Kitabın (Kumral Ada~Mavi Tuna) üstünden neredeyse bir hafta geçti ama ben hâlâ etkisi altındayım. Belki de kitapta bana dair bir şey yok derken yanılıyordum. Ada bana çok benziyor. Onun gibi köşklerde büyümemiş olsam da yetiştirilme tarzlarımız aynı. Bu da karakterlerimizi benzer kılmış belki de, bilmem. Hatta ikimizin de Tuna'ya bağlılığı bu yüzdendir belki de. Ya da belki de ben de bir erkek bana Tuna'nın Ada'ya hayran olduğu gibi hayran olsun istiyorumdur.
-
"Sen hiç kimsenin olamayacağı kadar çok şeyimsin benim... Yüreğimde sana ayrılan yer herkesinkinden büyük. Yalnızca bir arkadaş, bir kan kardeş, bir sırdaş, birçok yakın dost değil, bir büyük sevgisin sen... Yanında sonsuz şımarabileceğim ve hâlâ kaybetmekten korkmayacağım tek kişi... Yani biraz annem, yani biraz babam, hatta hiç görmediğim dedem, belki hiç doğmayacak oğlum... Sonra daimi hayranım, ve tabi dokunulmamış sevgilim... Sen benim masumiyetimsin Tuna... Benim en yakınımsın! Aslında belki öbür yarımsın? Bütün bunlar ne demek anlıyor musun? hı?"

- **Yapılacak görevler**
1. Sayfa metnini yazan kişiye göre kitabın üstünden ne kadar zaman geçti?
2. Kumral Ada Mavi Tuna üzerine yazılmış sayfa metnini kaldığı yerden sürdürün.

(Kaydedilmiş veriler)
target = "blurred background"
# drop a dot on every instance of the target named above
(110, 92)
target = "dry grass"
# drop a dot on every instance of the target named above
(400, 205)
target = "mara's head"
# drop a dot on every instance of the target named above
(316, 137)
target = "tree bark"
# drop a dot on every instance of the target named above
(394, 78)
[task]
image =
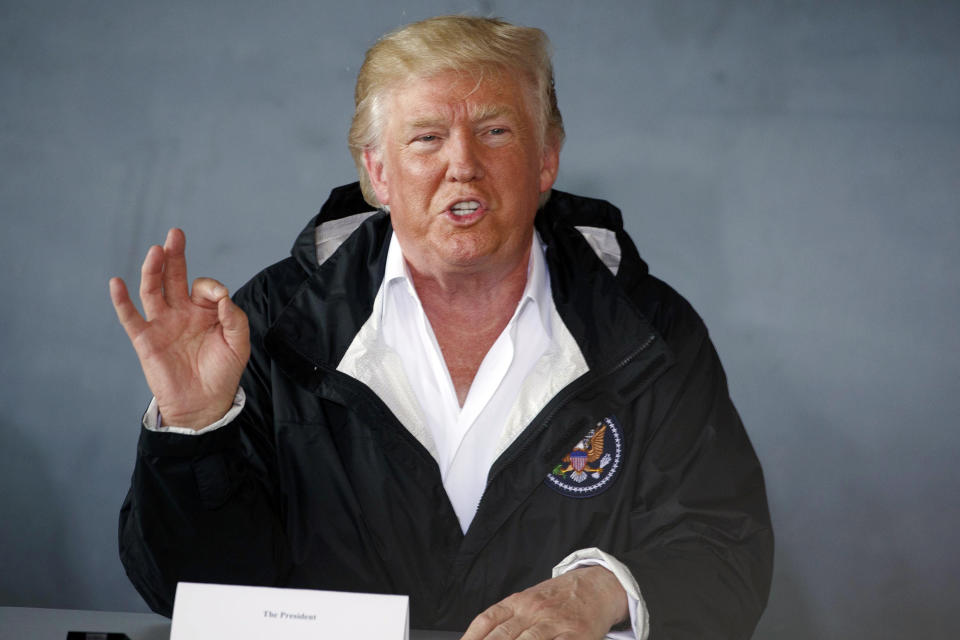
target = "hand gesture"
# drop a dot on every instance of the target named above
(581, 604)
(193, 345)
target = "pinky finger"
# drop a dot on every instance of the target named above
(131, 320)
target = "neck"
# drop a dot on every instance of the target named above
(467, 313)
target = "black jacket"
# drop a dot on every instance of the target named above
(316, 484)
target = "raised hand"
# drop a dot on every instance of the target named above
(193, 345)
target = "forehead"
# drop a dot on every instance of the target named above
(453, 94)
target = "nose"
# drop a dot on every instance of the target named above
(463, 161)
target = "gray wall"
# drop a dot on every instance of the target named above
(792, 167)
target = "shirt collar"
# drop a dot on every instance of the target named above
(536, 291)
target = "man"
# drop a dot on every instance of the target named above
(448, 391)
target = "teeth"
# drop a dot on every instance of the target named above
(464, 208)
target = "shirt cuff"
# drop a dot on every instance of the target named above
(639, 617)
(152, 420)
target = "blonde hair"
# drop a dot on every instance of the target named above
(451, 43)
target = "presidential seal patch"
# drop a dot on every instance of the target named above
(592, 465)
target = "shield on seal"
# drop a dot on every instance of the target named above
(578, 459)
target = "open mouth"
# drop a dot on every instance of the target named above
(466, 208)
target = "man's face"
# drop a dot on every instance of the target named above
(462, 168)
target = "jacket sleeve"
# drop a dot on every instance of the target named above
(203, 508)
(701, 541)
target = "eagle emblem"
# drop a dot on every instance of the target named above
(590, 466)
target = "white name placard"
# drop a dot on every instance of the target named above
(215, 611)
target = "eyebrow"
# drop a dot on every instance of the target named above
(478, 113)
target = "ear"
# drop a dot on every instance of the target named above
(373, 163)
(549, 166)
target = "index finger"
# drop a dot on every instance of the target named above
(488, 621)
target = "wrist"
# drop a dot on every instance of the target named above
(614, 596)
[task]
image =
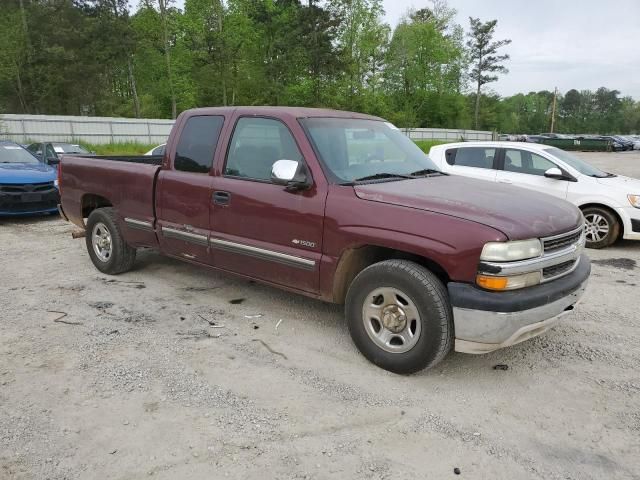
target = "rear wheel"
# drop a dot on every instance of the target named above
(601, 227)
(399, 316)
(108, 251)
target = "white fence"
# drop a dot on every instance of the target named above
(26, 128)
(447, 134)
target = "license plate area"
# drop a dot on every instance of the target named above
(31, 197)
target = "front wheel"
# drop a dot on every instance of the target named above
(601, 227)
(108, 251)
(399, 316)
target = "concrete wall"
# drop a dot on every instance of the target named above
(26, 128)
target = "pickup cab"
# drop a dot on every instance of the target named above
(344, 208)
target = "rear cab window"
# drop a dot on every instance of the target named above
(257, 143)
(197, 144)
(475, 157)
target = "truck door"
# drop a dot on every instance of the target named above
(184, 190)
(258, 228)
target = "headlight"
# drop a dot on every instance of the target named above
(511, 251)
(634, 200)
(512, 282)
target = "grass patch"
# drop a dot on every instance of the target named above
(118, 148)
(425, 145)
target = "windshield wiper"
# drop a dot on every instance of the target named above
(426, 171)
(381, 176)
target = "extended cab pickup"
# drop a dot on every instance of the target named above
(344, 208)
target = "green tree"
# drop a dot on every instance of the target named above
(483, 53)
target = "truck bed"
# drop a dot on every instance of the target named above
(125, 183)
(144, 159)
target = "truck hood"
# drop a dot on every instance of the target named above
(26, 173)
(516, 212)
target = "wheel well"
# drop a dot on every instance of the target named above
(608, 209)
(90, 202)
(354, 260)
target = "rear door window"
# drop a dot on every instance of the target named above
(197, 144)
(476, 157)
(522, 161)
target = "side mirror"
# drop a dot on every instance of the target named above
(556, 173)
(290, 173)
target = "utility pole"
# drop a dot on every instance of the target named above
(553, 109)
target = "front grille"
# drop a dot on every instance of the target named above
(28, 197)
(557, 270)
(561, 241)
(26, 188)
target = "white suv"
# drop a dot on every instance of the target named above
(610, 203)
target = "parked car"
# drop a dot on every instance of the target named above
(634, 141)
(49, 152)
(341, 207)
(27, 186)
(555, 135)
(617, 143)
(535, 138)
(159, 150)
(610, 203)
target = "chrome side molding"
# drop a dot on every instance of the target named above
(139, 224)
(186, 236)
(261, 253)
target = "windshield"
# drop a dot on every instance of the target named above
(15, 154)
(573, 161)
(355, 149)
(69, 148)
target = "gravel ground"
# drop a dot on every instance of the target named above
(173, 371)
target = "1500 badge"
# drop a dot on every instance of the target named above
(304, 243)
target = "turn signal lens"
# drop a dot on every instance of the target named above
(490, 282)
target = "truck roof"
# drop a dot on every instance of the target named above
(296, 112)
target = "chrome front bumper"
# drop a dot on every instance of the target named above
(485, 321)
(480, 331)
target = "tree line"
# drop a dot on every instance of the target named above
(100, 57)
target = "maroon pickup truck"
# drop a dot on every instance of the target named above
(344, 208)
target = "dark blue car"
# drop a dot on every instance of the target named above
(27, 186)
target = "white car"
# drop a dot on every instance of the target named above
(610, 203)
(159, 150)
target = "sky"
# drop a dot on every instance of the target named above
(581, 44)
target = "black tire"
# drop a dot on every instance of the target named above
(608, 218)
(122, 256)
(429, 296)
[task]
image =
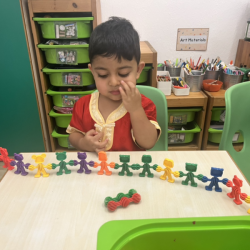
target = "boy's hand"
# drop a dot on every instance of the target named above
(92, 142)
(131, 96)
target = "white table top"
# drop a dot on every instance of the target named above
(66, 212)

- **Alıştırma yanıtları**
1. Neredeyse bir hafta.

2.
Gözlerimi yumdum. Söylediklerini kana kana içtim, ama hâlâ susuzdum. Çünkü, duymak istediğim sözcükler yoktu söyledikleri arasında.
4 comments:
Bu blog süper ya..
teşekkürler öyleyse
bende kitabı 1 sene önce okudum önermediğim bir akraba bir arkadaş kalmadı..Çok güzeldi gerçekten..Aslında bence herkes içinde kendini bulabilir :)
Ben biraz geç keşfettim. Annemin kitaplığındandı bu kitap ve onun kitaplarıyla aram iyi değildir de... Ama sanırım haklısın:)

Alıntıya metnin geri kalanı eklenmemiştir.